Provided passage:
Local underrepresented minority high-school students were inspired to achieve more and serve others after participating in an immersive two-week learning experience through the Loma Linda University Health (LLUH) Summer Gateway program in Loma Linda, California, United States.
A variety of LLUH professionals and students volunteered their time to provide lectures and to assist with hands-on activities. This summer, nearly 70 students participated in the program, and 21 were selected to shadow practicing medical professionals for an additional week.
Summer Gateway aims to create positive attitudes toward health-care professions among high-school students through presentations, activities, and service opportunities. Launched in 2012, Summer Gateway is sponsored by the office of Community-Academic Partners in Services (CAPS) and the Institute for Community Partnerships. It was created when pipeline program Sí Se Puede merged with Loma Linda University’s other programs for Native American and African-American students. Sí Se Puede, which started in 2005, translates from Spanish as “Yes, you can!”
The program also provides training on how to take the Scholastic Assessment Test (SAT) exam, apply for financial aid, and improve study skills.
“We want to help make college education more attainable for these young people,” said Pablo Ariza, CAPS director. “We know our pipeline program is a success because it continues to come full circle.” Loma Linda University’s 2018 commencement season saw two previous Summer Gateway program participants graduate with degrees in physical therapy and dentistry respectively.
Pablo Shul of Bloomington High School said he didn’t think he could ever succeed academically, but after attending Summer Gateway, he now knows a medical education is within his reach. “I have hope for my future,” he said.
According to the American Association of Medical Colleges, African-Americans, Latinos, and American Indians comprise approximately one-quarter of the total population of the United States but represent less than 10 percent of the workforce in the health professions of medicine, nursing, dentistry, and pharmacy.
“The critical time for career intervention is before high school graduation,” said Juan Carlos Belliard, director of Loma Linda University Health’s Institute for Community Partnerships. “Summer Gateway Program encourages underserved students to achieve more for themselves, their families, and their community.”
Antoina Davis, a student from Nuview Bridge Early College High School in Nuevo, California, said she didn’t know what it meant to be a nurse or dentist before participating in Summer Gateway. “This program helped me visualize what it means to enter the medical field and find your passion.”
In addition to academic and career guidance, students participate in activities that promote physical activity, nutrition, spiritual care, and community service.
On the program’s service day, students were split up into groups to serve at three different community locations. “We chose service opportunities for the students that would demonstrate LLUH’s model of whole-person care,” said Oscar Bustillos, CAPS program coordinator.

Given information:
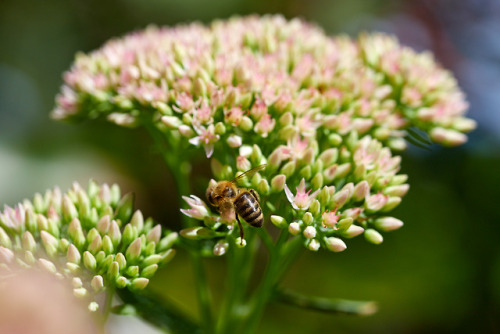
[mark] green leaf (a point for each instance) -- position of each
(157, 311)
(334, 306)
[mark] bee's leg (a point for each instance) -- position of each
(254, 194)
(241, 230)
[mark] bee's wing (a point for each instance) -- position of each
(249, 172)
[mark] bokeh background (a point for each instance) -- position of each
(439, 274)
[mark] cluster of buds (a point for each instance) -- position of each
(340, 193)
(92, 237)
(323, 113)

Tasks to carry out:
- 1) Summarize the Summer Gateway article in three sentences.
- 2) Answer these questions from the Summer Gateway article:
(a) In what year did Sí Se Puede start?
(b) How many students were selected to shadow practicing medical professionals for an additional week?
(c) What position does Oscar Bustillos hold?
- 3) Reproduce the part of the Summer Gateway article that opens with the words containing "In addition to" and closes with "CAPS program coordinator.".

Numbered responses:
- 1) The Loma Linda University Health Summer Gateway program, launched in 2012, offers local underrepresented minority high-school students an immersive two-week learning experience that aims to create positive attitudes toward health-care professions through presentations, activities, and service opportunities. Besides academic and career guidance, the program provides training on taking the SAT, applying for financial aid, and improving study skills, and participants say it helped them see a medical education or career as within reach. According to the American Association of Medical Colleges, African-Americans, Latinos, and American Indians make up about one-quarter of the United States population but less than 10 percent of the workforce in medicine, nursing, dentistry, and pharmacy.

- 2)
(a) 2005
(b) 21
(c) CAPS program coordinator

- 3)
In addition to academic and career guidance, students participate in activities that promote physical activity, nutrition, spiritual care, and community service.
On the program’s service day, students were split up into groups to serve at three different community locations. “We chose service opportunities for the students that would demonstrate LLUH’s model of whole-person care,” said Oscar Bustillos, CAPS program coordinator.